[Start DATA SUPPLIED]

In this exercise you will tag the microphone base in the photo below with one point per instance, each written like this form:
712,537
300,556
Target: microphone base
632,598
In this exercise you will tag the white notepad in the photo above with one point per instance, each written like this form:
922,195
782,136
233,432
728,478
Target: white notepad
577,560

[End DATA SUPPLIED]
[Start DATA SUPPLIED]

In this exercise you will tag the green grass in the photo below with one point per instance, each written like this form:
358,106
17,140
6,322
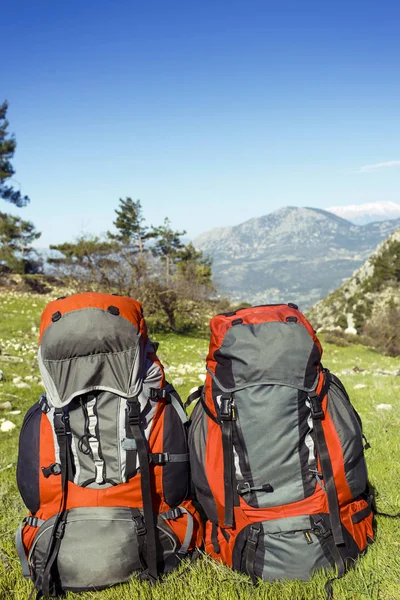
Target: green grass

[End DATA SUPPLIED]
[Start DATA SUPPLIED]

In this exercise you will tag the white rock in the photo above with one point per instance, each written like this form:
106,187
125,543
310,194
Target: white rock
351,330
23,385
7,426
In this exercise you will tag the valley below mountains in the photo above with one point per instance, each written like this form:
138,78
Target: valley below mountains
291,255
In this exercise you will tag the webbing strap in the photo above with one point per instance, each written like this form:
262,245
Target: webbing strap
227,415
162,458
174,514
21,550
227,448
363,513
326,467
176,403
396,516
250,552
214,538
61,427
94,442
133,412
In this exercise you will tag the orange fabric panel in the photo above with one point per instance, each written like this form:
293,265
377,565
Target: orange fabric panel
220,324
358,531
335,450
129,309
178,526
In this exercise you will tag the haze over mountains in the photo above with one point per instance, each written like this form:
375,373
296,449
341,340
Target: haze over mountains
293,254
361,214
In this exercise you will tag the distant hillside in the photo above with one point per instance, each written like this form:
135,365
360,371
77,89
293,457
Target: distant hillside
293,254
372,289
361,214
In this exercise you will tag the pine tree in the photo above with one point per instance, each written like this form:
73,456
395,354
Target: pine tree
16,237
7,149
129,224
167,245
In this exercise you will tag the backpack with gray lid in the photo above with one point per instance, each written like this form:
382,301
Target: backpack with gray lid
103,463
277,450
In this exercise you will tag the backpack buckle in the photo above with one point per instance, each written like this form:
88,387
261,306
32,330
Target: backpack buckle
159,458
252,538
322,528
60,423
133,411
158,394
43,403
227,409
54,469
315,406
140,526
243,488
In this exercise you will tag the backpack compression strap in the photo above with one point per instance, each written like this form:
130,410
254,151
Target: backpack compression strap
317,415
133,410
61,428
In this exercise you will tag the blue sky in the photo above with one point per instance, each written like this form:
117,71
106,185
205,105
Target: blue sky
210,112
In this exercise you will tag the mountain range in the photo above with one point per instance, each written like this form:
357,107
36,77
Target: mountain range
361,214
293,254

[End DATA SUPPLIED]

▸ EXERCISE AIM
Pull out each line of the material above that contains the word "hillside", and copy those lines as they appear.

▸ WRITTEN ANSWER
In this exercise you will tag the distant hillside in the photo above with one point per instance, each written like this form:
Target: distant hillside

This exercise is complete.